> _WORK ORDER A_:
In the article on engineering new psychedelic drugs, list the perceptions the text says a mouse on LSD cannot report.
> _WORK ORDER B_:
Please continue the article about engineering new psychedelic drugs from the point where it ends.

> _EXCERPT_:
·····
The High-Stakes Race to Engineer New Psychedelic Drugs

• https://www.wired.com, JOHN SEMLEY

THIS IS WHAT happens when a mouse trips out: It becomes more curious about other mice and more likely to socialize with them for long periods of time. It becomes less likely to glug massive amounts of alcohol. It wriggles, quavering, like a wet dog shaking off rain. And its head twitches, rapidly, side to side. 

Because a mouse on LSD cannot tell you that colors seem brighter or the walls are melting or a guitar solo somehow sounds purple, these head twitches are of tremendous importance to chemist Jason Wallach. "If you want to know if a compound is likely to cause a psychedelic effect in humans," says Wallach, speaking from his tiny office in the Discovery Center at Saint Joseph's University in Philadelphia, "you look to the mice, to that twitching." 

These twitch tests—and countless others—are part of Wallach's mind-bending new mandate, sparked by a late-2019 meeting with the heads of a company called Compass Pathways. The UK-based biotech firm was eyeing the possibilities of developing psychedelic drugs for use in mental health therapies. Its core product was psilocybin, the psychoactive compound in magic mushrooms. But it needed new chemicals, engineered to deliver consistent, optimized, and potentially radical results. And that meant new chemists. By August 2020, Compass had inked a two-year, $500,000 "sponsored research agreement" with Wallach and the university. The Discovery Center was born.
·····
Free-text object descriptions

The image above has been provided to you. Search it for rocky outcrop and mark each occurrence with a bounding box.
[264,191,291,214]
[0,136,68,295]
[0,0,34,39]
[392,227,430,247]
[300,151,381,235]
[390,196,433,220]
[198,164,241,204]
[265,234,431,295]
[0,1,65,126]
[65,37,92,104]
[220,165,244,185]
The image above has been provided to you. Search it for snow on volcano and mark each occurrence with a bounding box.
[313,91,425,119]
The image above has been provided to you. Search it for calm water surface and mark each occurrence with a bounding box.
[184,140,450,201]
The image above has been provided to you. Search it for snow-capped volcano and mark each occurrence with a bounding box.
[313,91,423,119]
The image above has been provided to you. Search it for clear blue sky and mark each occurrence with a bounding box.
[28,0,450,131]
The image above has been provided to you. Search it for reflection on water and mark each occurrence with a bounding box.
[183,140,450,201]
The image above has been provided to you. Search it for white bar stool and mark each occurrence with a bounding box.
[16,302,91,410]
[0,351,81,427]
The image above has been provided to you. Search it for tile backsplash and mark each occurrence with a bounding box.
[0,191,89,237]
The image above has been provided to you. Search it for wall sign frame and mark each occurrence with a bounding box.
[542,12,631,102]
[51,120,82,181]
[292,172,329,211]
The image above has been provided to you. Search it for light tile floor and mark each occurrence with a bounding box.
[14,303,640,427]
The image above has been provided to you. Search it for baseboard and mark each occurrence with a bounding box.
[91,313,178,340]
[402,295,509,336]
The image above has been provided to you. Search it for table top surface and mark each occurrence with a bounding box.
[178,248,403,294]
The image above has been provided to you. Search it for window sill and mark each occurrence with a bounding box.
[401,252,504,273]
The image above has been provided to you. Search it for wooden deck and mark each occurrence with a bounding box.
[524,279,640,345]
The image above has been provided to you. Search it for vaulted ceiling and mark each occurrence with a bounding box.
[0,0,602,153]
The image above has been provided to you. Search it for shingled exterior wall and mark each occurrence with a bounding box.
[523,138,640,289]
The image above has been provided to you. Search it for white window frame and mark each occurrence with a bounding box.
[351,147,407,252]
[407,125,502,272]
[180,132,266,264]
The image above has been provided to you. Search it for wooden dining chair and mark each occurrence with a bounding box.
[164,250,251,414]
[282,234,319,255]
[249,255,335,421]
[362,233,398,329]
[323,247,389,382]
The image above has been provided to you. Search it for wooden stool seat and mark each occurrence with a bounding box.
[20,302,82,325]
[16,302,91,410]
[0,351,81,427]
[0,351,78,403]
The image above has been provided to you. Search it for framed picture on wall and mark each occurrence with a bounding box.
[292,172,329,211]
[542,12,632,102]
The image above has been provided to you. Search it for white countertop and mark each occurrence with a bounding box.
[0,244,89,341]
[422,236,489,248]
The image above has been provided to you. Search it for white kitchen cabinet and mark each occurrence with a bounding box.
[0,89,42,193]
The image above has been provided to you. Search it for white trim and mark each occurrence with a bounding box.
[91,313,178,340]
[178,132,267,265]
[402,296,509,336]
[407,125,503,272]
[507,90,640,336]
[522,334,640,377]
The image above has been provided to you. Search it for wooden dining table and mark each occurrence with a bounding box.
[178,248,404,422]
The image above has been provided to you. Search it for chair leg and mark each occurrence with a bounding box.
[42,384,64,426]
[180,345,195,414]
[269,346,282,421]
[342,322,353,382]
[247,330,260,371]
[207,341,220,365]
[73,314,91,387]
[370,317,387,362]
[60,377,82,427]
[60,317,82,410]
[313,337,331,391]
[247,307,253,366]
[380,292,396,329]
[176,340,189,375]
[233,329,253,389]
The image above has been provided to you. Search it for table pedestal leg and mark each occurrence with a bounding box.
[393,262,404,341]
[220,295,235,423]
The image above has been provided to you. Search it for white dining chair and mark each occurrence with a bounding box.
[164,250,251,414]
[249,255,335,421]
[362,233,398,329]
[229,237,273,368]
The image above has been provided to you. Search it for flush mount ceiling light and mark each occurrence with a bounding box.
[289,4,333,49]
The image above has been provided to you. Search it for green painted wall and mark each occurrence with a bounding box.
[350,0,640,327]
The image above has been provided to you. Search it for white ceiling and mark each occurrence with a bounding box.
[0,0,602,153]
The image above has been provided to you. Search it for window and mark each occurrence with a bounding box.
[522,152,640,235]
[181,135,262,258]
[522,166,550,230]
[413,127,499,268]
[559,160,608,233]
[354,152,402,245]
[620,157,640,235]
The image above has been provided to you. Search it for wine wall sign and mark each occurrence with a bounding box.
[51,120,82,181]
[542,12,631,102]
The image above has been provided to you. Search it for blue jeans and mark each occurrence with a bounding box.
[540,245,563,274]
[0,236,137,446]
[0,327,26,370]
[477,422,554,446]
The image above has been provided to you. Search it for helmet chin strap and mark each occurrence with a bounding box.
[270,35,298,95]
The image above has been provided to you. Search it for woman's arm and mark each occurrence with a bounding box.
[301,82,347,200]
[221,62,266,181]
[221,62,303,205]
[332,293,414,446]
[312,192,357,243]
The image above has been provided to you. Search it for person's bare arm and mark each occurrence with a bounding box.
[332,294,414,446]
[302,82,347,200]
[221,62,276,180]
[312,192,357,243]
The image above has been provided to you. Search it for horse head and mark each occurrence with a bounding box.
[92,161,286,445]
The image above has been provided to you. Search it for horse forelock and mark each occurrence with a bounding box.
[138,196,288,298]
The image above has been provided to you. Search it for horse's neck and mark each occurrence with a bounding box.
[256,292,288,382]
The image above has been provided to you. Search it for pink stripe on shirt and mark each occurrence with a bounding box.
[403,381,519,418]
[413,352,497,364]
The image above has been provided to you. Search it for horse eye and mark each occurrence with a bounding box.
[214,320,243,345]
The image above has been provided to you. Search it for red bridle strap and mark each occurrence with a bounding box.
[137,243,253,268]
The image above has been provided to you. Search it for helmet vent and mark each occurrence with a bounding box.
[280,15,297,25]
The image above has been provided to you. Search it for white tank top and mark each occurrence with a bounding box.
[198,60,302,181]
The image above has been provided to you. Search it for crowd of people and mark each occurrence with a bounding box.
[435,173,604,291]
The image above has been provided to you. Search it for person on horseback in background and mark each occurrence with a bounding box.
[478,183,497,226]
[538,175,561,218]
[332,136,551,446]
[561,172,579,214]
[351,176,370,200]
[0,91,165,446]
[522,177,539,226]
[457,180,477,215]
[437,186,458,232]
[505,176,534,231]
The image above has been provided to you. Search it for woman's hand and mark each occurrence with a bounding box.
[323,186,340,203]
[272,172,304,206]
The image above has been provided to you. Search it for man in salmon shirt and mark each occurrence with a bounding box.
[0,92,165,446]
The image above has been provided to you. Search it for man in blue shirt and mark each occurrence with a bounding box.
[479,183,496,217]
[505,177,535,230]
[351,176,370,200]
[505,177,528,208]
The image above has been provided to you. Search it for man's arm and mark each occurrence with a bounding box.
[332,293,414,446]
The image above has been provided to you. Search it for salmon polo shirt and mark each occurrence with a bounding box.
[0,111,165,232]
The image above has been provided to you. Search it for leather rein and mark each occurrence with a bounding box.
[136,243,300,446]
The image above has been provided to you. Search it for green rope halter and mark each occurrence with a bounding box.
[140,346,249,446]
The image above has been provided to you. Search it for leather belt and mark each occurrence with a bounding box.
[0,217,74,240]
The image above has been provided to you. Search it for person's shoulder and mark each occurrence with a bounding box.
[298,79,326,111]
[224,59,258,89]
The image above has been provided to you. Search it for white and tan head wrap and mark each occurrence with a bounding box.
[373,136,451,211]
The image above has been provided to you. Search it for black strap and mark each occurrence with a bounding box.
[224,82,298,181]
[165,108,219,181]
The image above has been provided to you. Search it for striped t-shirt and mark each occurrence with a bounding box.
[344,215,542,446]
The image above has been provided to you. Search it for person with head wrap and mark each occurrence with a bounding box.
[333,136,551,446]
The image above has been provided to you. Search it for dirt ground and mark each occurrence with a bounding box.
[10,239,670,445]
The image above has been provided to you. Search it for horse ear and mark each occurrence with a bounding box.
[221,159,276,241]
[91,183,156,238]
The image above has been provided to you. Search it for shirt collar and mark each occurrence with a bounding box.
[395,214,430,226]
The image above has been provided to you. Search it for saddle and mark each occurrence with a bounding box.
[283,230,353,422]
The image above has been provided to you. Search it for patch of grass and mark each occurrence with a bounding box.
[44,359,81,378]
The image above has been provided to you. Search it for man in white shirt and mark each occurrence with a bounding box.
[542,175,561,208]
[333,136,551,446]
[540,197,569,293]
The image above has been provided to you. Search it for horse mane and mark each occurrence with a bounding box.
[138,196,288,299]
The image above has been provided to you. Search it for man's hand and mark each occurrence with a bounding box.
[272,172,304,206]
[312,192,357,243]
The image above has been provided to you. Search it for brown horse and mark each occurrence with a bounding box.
·····
> _OUTPUT A_:
- Colors seem brighter
- The walls are melting
- A guitar solo somehow sounds purple

> _OUTPUT B_:
A few years in, with continued support from the company, Wallach has cooked up scores of novel psychedelics, mailed them off to partner labs for testing on those mice, and then waited—and hoped—for the telltale twitch results. The chemist, 36 and pale, face framed by a rough red beard and rectangular glasses, can hem and haw a bit when it comes to specifics: "Compass doesn't want me to give out numbers. I'll say we've made a lot." It's in the neighborhood of 150 new drugs, all of which can potentially be patented and sold by Compass.